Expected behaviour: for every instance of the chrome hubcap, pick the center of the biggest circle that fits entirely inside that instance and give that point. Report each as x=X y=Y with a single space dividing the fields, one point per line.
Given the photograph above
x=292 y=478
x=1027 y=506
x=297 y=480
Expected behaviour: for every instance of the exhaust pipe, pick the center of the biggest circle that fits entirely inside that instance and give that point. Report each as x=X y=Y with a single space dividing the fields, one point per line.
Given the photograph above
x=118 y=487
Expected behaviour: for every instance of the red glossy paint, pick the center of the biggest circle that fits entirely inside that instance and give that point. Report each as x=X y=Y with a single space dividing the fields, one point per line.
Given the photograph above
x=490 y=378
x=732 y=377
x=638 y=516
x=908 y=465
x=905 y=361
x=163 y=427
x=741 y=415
::::::::::
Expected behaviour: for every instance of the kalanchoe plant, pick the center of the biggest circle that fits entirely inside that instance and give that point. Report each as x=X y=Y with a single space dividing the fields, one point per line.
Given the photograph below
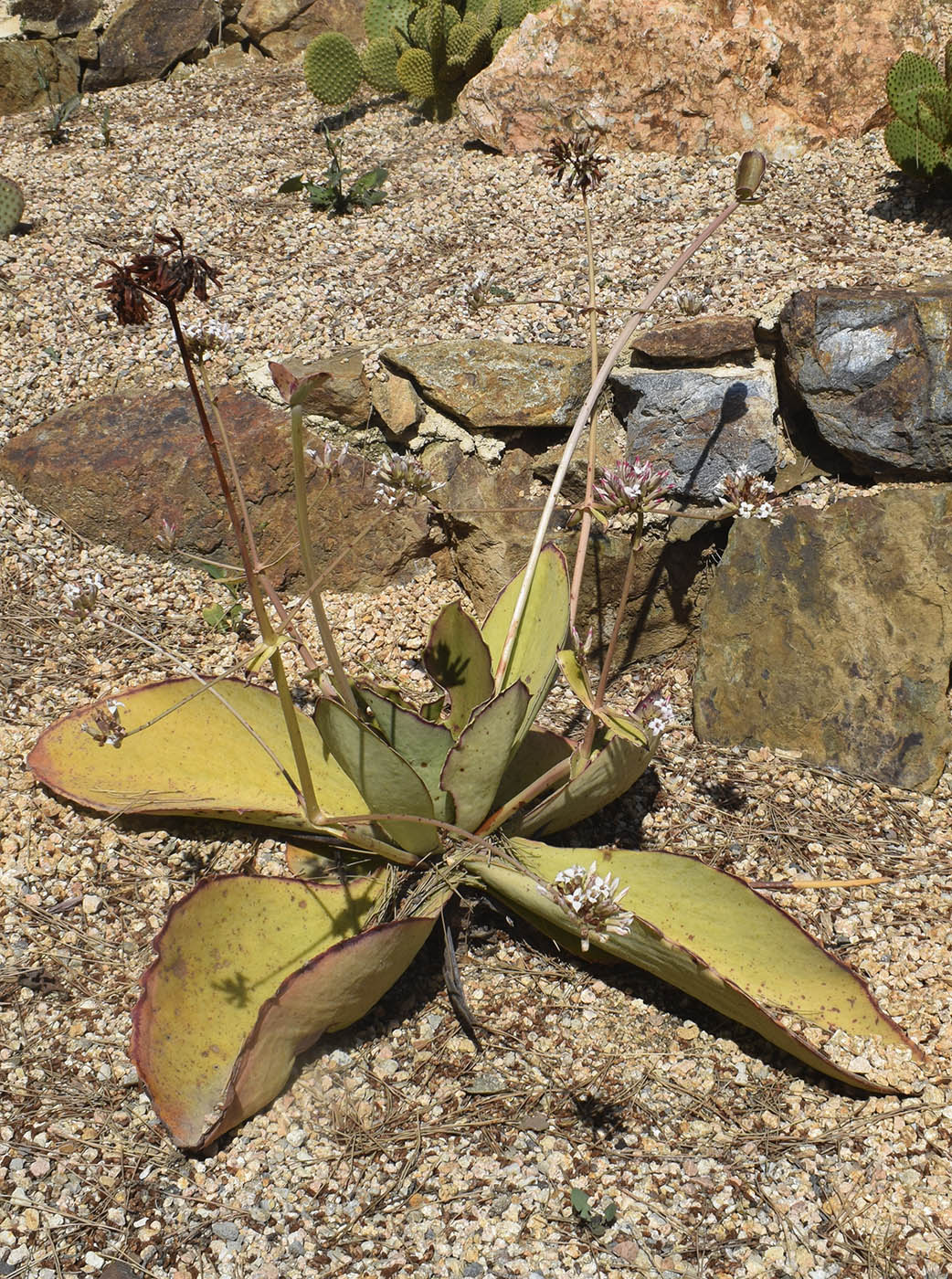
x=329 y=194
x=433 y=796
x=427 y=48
::::::::::
# WHAT YOU WILL DO
Reproduce only the stretch of the listing from the line that contains "Expected behaviour: for every instance of the red" through the line that contains "x=741 y=415", renaming "red glossy paint" to "glossy crimson paint" and keeping everything else the same.

# CORRECT OUTPUT
Expected behaviour: for every instance of the glossy crimson paint, pick the center of the biggest circle that fits entirely inside that instance and give that point. Report each as x=X y=Y with a single space dividing the fields, one point per line.
Given the photograph above
x=490 y=378
x=732 y=377
x=638 y=516
x=908 y=465
x=905 y=361
x=163 y=427
x=741 y=415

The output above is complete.